On Github tbnorth / git_for_r
http://tbnorth.github.io/git_for_r/
Terry N. Brown
Brown.TerryN@epa.gov
You create commits (or snapshots, or versions) of all the components of a project at a point in time
zero concern about changing code, you can always get back to this point
You can revert to any previous commit, or compare the current files with previous commits to see differences
get back to a working version, or see what changed
Version control tools can (usually) automatically merge changes to the same file by different authors
Gives you “track changes” collaboration for everything (because everything should be a text file ;-)
Version control, especially git, provides an identity and a way to recreate the version of code which produced a particular output
Reproducible results
Pushing (syncing) to a remote repository enables:
Collaboration
Backup
Code mobility (work in the office and at home etc.)
Backup and mobility as a side effect
git got all the delegates users, there's nothing else it would make sense to learn
People use git and GitHub for all sorts of things, for example as a way of installing R packages
GitHub has lots of added benefits, issue tracking, task management, free hosting (for public work)

→ Dataset section
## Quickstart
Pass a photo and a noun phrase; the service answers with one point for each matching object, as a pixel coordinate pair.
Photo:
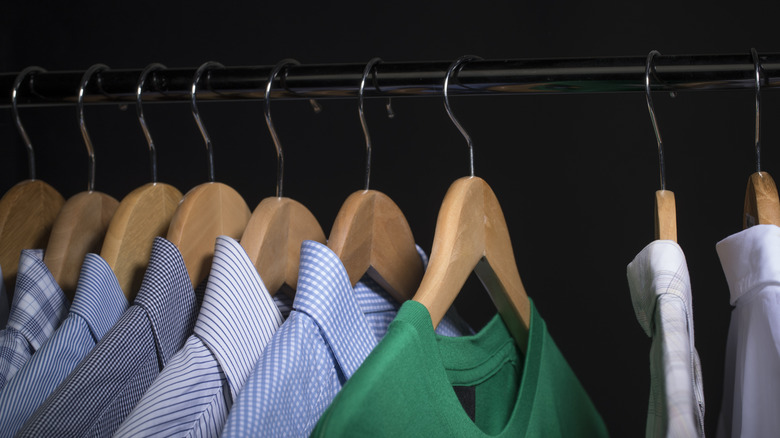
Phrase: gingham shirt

→ Directions
[a] According to the git for R page, what does pushing to a remote repository enable?
[b] Write out the git for R page from "Version control, especially" to "at home etc.)".

→ Problem solutions
[a] Collaboration, backup, and code mobility.

[b]
Version control, especially git, provides an identity and a way to recreate the version of code which produced a particular output
Reproducible results
Pushing (syncing) to a remote repository enables:
Collaboration
Backup
Code mobility (work in the office and at home etc.)